| Task directions |
All of the data below should be set down again verbatim, without any images.

| Exercise inputs |

________

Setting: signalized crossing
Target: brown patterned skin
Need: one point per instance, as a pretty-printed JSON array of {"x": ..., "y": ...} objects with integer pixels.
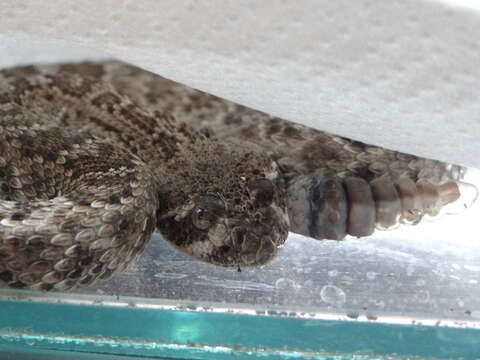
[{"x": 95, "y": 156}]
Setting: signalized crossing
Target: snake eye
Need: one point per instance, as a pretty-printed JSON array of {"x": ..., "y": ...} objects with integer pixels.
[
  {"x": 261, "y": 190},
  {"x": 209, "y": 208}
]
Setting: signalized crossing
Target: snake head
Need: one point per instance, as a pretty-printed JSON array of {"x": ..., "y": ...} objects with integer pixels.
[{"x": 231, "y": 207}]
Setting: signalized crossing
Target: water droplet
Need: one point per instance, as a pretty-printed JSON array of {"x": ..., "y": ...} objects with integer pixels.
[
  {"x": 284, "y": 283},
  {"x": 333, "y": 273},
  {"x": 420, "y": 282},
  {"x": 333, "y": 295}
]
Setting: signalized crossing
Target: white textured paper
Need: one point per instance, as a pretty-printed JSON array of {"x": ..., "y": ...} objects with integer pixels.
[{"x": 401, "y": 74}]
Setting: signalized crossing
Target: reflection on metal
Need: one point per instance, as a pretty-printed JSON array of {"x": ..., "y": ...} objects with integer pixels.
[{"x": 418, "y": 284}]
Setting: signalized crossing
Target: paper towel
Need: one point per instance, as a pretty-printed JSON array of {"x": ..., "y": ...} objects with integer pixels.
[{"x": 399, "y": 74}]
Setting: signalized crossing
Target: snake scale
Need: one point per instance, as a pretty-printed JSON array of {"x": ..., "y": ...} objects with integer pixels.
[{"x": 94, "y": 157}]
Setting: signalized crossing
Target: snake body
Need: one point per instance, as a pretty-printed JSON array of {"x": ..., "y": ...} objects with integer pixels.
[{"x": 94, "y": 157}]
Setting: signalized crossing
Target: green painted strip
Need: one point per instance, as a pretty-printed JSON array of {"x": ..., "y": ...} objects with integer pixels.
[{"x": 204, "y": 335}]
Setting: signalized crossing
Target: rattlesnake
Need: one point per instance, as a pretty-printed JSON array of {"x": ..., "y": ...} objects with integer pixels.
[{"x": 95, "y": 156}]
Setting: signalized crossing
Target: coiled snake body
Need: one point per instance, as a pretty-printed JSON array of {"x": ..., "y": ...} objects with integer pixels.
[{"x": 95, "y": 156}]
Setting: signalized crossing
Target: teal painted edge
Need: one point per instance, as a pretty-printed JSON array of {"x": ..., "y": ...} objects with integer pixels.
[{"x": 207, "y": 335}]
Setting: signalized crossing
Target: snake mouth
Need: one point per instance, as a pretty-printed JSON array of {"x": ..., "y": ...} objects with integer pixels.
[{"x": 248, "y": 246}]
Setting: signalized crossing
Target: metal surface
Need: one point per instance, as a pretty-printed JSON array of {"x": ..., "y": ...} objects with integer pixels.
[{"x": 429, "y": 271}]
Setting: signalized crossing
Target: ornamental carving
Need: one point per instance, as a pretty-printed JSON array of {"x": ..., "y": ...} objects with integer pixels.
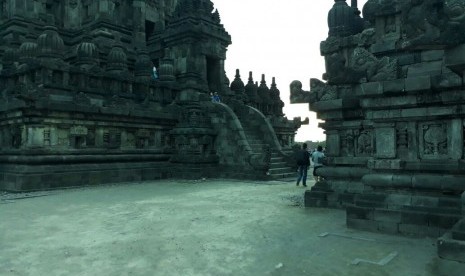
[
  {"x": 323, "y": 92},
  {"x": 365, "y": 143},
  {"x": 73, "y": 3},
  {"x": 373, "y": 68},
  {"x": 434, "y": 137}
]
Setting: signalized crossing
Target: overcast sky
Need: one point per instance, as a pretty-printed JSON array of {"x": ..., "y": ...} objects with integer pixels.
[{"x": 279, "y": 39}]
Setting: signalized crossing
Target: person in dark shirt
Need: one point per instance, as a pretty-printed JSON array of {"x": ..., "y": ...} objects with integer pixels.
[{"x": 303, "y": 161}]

________

| Task answer |
Setting: signalized crossing
Target: brown patterned skin
Need: one point per instance, as a pretty-printed JSON array of {"x": ..., "y": ...} objects with integer pixels.
[{"x": 95, "y": 156}]
Setting: signalized crossing
Target: snake eye
Need: one point per instance, as a pretty-printed JSON array of {"x": ..., "y": ...} objects with integer pixels.
[
  {"x": 261, "y": 190},
  {"x": 209, "y": 208}
]
Setting: signalized crossing
Target: snake head
Need: one point per instance, as a pretty-printed JSON array of {"x": ..., "y": ...} objects with integer pixels.
[{"x": 231, "y": 207}]
Setting: signalized crossing
Target: water droplet
Need: one point per instance, as a pretty-printed JSON array of {"x": ..., "y": ...} objects with integer pixels.
[
  {"x": 284, "y": 283},
  {"x": 333, "y": 273},
  {"x": 420, "y": 282},
  {"x": 333, "y": 295}
]
Setting: signalized crossing
Target: white textured paper
Need: one point per instance, as a pretty-printed JSON array of {"x": ..., "y": ...} objects with integer pixels.
[{"x": 401, "y": 74}]
Setting: signalized crossing
Target: reflection on metal
Need: one point per instance, as a pretty-printed JSON array of {"x": ..., "y": ...} objects with integer pixels.
[{"x": 418, "y": 284}]
Setting: signalized crossing
Target: paper towel
Need: one point per instance, as a pretty-printed JSON array of {"x": ..., "y": ...} objects with integer pixels.
[{"x": 399, "y": 74}]
Setting: signalized crossing
Target: snake scale
Need: one point per instance, as a pretty-printed JSON array of {"x": ..., "y": ...} objects with integer pixels.
[{"x": 94, "y": 157}]
Setting: signalized crossing
Target: snake body
Need: one point per instance, as a pretty-printed JSON array of {"x": ..., "y": ...} objects with integer pixels.
[{"x": 94, "y": 157}]
Setting: signalized crossing
Target: green painted strip
Need: one point per instance, as a pretty-printed JSON array of {"x": ..., "y": ...} objects with integer pixels.
[{"x": 204, "y": 335}]
Setting: signalized crossing
Target: rattlesnake
Need: one point per instance, as a pretty-printed JSON array of {"x": ..., "y": ...} objects with integer pixels.
[{"x": 95, "y": 156}]
Setting: signalized crossing
Target: coiled snake body
Need: one point per instance, as a pretty-printed JSON array of {"x": ..., "y": ...} objects with integer pixels.
[{"x": 95, "y": 156}]
Setting: signalized crossing
Target: teal painted edge
Need: one point per instance, as a pretty-printed JSON array of {"x": ..., "y": ...} objects with integer pixels.
[{"x": 207, "y": 335}]
Setting: signalized crossing
Target: snake mouth
Need: one point per instance, as a pretty-printed JSON array of {"x": ..., "y": ...} objects with integer pixels.
[{"x": 248, "y": 246}]
Setting: signalized crossing
Target: metal surface
Need: one point per instance, as a pretty-printed JSON array of {"x": ..., "y": ...} objects with integer pixels.
[{"x": 429, "y": 271}]
Setting: signalized crossing
Target: ornamental carving
Need: one point per instance, as a pretty-printed JSON array of {"x": ..., "y": ...} objects with integer pixels.
[
  {"x": 323, "y": 92},
  {"x": 365, "y": 143},
  {"x": 73, "y": 3},
  {"x": 373, "y": 68},
  {"x": 434, "y": 137}
]
Setting: signalized crossing
Target: overcast sky
Need: one point per instance, as a pretty-printed JSON array of {"x": ..., "y": ...} objects with integer pixels.
[{"x": 279, "y": 39}]
Setting: signalized crossing
Target: person in dark shirt
Need: one point per instance, as a pretty-printed JSON array of {"x": ..., "y": ...} objects with integer pixels.
[{"x": 303, "y": 161}]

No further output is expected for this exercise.